But not long after their adoption, things went relatively quiet on the convention and World Day front. Desertification and drought were seen primarily as issues in and for poor countries, issues that industrialised nations had apparently either moved on from or had under control. At that time, it was the southern spread of the Sahara that became emblematic of desertification, not the Dust Bowl of the American Midwest. The broader definition of (soil and grassland) degradation was not chosen, although it often better describes the type of processes which the convention is intended to counteract. The reduction of the definition to arid and semi-arid locations excluded many countries in the temperate zone.

Consequently, the choice of wording for the convention restricted its thematic and geographical scope in a way that was not conducive to promoting the global relevance of the topic. The fact that, on a surface level, the effects of desertification and drought are primarily local in nature is also detrimental when it comes to securing global support. Degraded soils, dying cattle and reduced agricultural production are localised issues and, from a cynical point of view, even create demand and competitive advantages elsewhere.

Ultimately, the fight against desertification and drought is first and foremost a local issue; in fact, the UNCCD is particularly geared towards the production of action plans from the bottom up. This is a challenge even in developed nations and one of the reasons that approaches to soil protection and drought management are not very highly developed in rich countries either. And this can also be disadvantageous for an international agenda such as the UNCCD. The multi-sectoral plans lack a natural lead ministry that would readily go beyond its own mandate to adopt the whole agenda. This leaves the brokering ministry, often responsible for the environment or agriculture/forestry, with a weak negotiating position at international level. Equally, providing international funding for such plans is no easy task, precisely because there is no dedicated ministry to implement them and territorial/integrated approaches are rare due to the sectoral distribution of donor activities.

This explains why the topics of desertification and drought failed to take off in a big way. They were unable to gain traction in the individual countries concerned and were characterised at international level by disinterest, management problems and North-South distribution conflicts. The UNCCD became the poor relation of the Rio conventions.

However, changes in the international context could give rise to a renaissance for the topic. Agenda 2030 pools the issues of soil conservation and biodiversity within SDG 15, raising their profile and lending them coherence. It also brings greater clarity in terms of the correlation between desertification and soil degradation, species decline and greenhouse gas emissions. Internationalising specific measures to a certain extent, such as investor-led reforestation initiatives financed by climate funds, raises their profile and encourages greater diligence at international level, as well as bringing new actors on board. Climate change exacerbates drought and changes in regional vegetation patterns. Even where it is not leading to starvation, it is creating unprecedented economic and environmental problems, not least in wealthy countries. And drought and environmental degradation are (once more) increasingly being seen in the South as playing a part in the destabilisation of populations and entire nations. Any resulting terrorist movements and migration flows will ensure that these issues are recognised as international problems if this is not already the case.

Incidentally, the dictionary of Catholic saints offers five individuals to help combat drought: Armel of Brittany, Gerard of Csanád, Hugh of Novara, Isidore of Madrid, and Odo of Cluny. Maybe many people do help a lot sometimes. But in the real world let us coordinate our efforts.

**What you are asked to do**
Copy everything from "Consequently, the choice" down to "competitive advantages elsewhere." in the passage on desertification, and swap "cattle" for "livestock". The listing after this point is separate material and is not connected to the passage on desertification.

**Material**
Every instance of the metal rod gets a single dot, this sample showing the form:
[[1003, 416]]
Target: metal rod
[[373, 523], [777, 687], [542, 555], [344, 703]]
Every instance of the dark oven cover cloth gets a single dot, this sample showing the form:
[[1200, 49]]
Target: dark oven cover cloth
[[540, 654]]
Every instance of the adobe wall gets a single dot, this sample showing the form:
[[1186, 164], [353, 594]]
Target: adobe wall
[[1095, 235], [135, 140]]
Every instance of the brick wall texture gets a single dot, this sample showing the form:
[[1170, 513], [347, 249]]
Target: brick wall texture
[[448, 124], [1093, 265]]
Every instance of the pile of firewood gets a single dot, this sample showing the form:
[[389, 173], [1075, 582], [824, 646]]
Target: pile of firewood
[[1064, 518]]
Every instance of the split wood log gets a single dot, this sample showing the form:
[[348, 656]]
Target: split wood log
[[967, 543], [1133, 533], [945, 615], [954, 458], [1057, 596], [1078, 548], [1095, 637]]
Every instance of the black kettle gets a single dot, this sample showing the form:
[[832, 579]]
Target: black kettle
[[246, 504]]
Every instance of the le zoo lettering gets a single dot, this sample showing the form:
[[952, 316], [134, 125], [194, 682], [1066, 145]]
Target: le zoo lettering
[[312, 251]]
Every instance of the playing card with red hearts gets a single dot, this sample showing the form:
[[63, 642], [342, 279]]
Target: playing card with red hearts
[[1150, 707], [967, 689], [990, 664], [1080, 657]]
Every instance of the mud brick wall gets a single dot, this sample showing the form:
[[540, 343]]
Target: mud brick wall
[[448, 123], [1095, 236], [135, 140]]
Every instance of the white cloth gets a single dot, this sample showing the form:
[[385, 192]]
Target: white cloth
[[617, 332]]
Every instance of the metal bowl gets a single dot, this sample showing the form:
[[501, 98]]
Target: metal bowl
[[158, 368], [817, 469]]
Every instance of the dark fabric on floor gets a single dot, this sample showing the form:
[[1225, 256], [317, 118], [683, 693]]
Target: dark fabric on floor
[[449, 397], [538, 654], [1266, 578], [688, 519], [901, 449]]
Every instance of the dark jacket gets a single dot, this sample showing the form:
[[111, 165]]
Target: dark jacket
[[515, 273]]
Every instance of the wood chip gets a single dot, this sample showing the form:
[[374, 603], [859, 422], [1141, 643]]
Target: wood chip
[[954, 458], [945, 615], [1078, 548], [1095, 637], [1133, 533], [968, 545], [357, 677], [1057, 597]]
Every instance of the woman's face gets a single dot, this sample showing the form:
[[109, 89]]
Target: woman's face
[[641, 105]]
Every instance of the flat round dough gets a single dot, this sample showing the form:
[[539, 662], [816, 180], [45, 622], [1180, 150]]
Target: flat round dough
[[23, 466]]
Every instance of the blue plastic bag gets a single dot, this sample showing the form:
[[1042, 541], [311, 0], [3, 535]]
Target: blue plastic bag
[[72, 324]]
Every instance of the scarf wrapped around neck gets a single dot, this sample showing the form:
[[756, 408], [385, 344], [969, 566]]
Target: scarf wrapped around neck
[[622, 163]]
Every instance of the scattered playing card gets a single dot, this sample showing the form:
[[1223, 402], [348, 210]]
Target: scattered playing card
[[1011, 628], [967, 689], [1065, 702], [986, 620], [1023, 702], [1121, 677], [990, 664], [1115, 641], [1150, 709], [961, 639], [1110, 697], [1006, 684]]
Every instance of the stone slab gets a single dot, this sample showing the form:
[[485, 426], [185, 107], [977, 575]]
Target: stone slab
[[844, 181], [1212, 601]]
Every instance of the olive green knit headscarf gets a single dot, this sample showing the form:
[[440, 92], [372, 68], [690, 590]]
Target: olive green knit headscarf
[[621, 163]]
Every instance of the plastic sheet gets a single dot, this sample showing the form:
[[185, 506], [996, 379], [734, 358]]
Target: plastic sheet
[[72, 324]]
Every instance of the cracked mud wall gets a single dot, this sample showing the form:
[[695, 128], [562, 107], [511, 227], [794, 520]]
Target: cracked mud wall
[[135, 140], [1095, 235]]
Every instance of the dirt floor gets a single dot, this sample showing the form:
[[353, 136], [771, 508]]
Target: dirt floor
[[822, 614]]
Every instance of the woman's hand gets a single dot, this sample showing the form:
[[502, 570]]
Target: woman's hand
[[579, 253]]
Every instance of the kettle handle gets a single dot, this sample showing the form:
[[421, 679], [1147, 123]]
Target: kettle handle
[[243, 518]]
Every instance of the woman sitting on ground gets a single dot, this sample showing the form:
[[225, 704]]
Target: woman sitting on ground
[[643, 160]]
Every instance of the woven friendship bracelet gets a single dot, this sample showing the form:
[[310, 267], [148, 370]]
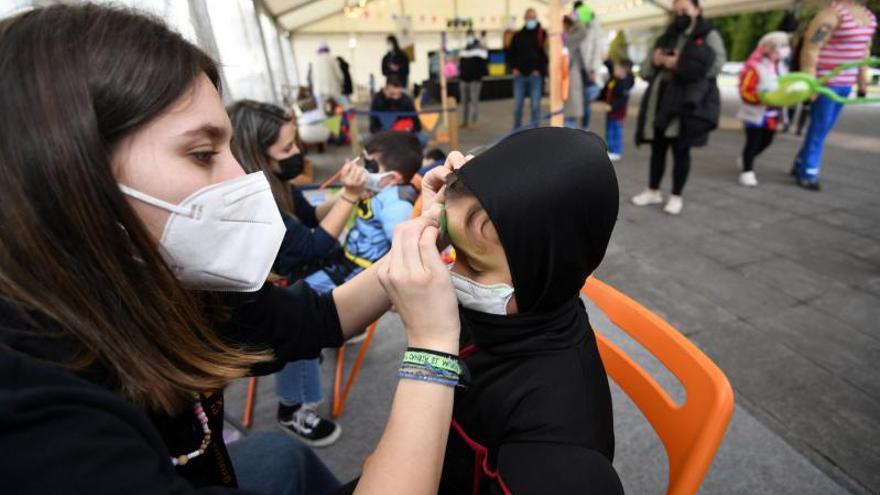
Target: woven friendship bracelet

**Answer to the task**
Consequently, the choice of wording for the convention restricted its thematic and geographical scope in a way that was not conducive to promoting the global relevance of the topic. The fact that, on a surface level, the effects of desertification and drought are primarily local in nature is also detrimental when it comes to securing global support. Degraded soils, dying livestock and reduced agricultural production are localised issues and, from a cynical point of view, even create demand and competitive advantages elsewhere.